[Begin SOURCE]
"The essence of Eagle Ranch is to get things to a place where the child can return home," says Eddie Staub, Executive Director and Founder of Eagle Ranch on this bucolic Sunday afternoon as they celebrate their silver anniversary.
"Cross the stream and turn left at the horse pasture," are the instructions given to arriving guests at the front gate as they are welcomed by greeters, one of whom is Kay Ann Staub, Eddie's wife and ministry partner.
The tranquility one senses as they leave Kay Ann and travel the winding driveway through halcyon woods and approach the main lodge disguises the chaos that once was an ingredient in the lives of those who live here.
Almost without exception the 42 boys and 24 girls who currently call Eagle Ranch their home come from family situations that necessitate them living elsewhere until those family issues are resolved.
Most of these children have been referred to Eagle Ranch by schools, churches, community-based organizations, DFACS, or the juvenile court system.
Six boys' houses and four girls' houses, each with resident supervisor/counselors, along with an accredited on-campus school, athletic center, chapel, lodge, 10-acre lake, barns, and picnic pavilion provide a setting conducive to restoring balance and order in the lives of these at-risk teens.
[End SOURCE]
[Begin DATA EXCERPT]
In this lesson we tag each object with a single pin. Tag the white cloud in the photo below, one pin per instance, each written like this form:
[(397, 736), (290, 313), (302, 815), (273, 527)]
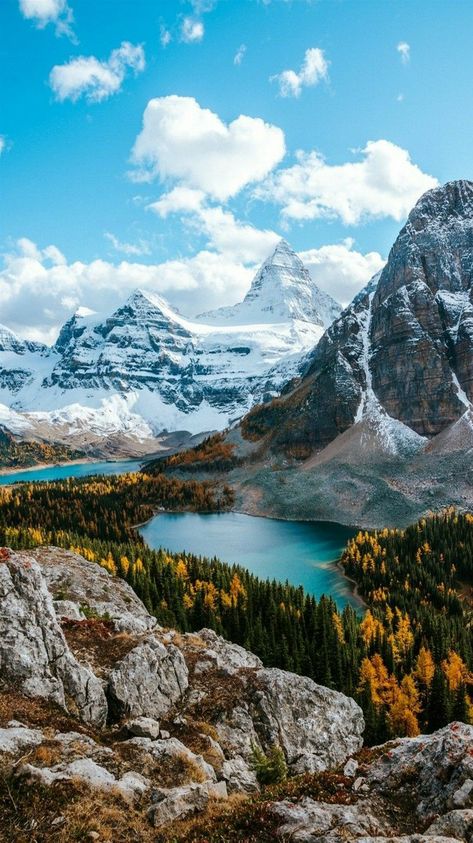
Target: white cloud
[(39, 290), (313, 70), (164, 36), (139, 248), (340, 270), (404, 51), (94, 79), (240, 54), (385, 183), (42, 12), (183, 199), (192, 31), (236, 240), (191, 145)]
[End DATA EXCERPT]
- _TASKS TO CARRY OUT_
• A. Set down the stretch of the Eagle Ranch text from "Almost without exception" through "these at-risk teens.", word for word.
• B. Continue the text about Eagle Ranch from the point where it stops.

- _ANSWERS FOR THE EXERCISE_
• A.
Almost without exception the 42 boys and 24 girls who currently call Eagle Ranch their home come from family situations that necessitate them living elsewhere until those family issues are resolved.
Most of these children have been referred to Eagle Ranch by schools, churches, community-based organizations, DFACS, or the juvenile court system.
Six boys' houses and four girls' houses, each with resident supervisor/counselors, along with an accredited on-campus school, athletic center, chapel, lodge, 10-acre lake, barns, and picnic pavilion provide a setting conducive to restoring balance and order in the lives of these at-risk teens.

• B.
But the legacy of success this Christ-centered ministry has experienced in a quarter-century of ministry cannot be denied, according to Stefanie Long, Director of Communication.
Long said, "The most encouraging thing that we have here today (for the celebration) is we have children that were here 20 or 25 years ago that are raising their own families today, and they say they are raising their own children in the way they learned when they were at the Ranch."
Long added, "That's so encouraging to know that we're not just impacting that child's life, but generations in the future."
Agreeing that "at-risk" children have existed since Cain and Abel, Founder Staub talked about the exponentially greater array of possible sources of trouble and temptation today's youth face on a daily basis.
"The internet, the cultural shift, drugs that are instantly addictive - those are things my generation never had to deal with," Staub said with a tone of sadness in his voice.
But, Staub explained, the front-page problems teens deal with today have made the general public much more cognizant of the challenges teenagers face. A quarter of a century ago those problems were much more insidious, as most teens had to deal with them alone.
Staub was a pioneer in 1985 with this sort of ministry, but today his vision is finding much broader acceptance.
Communications Director Long said that Eagle Ranch's program was being widened. "We're expanding the age range of the children we're taking. We're actually taking younger girls, age eight and up; we're also taking older girls in the latter teen age years."
Daniel Boddie is from Dallas, Georgia. Currently he attends Flowery Branch High School and credits Eagle Ranch as, "changing my life. I didn't want to come here."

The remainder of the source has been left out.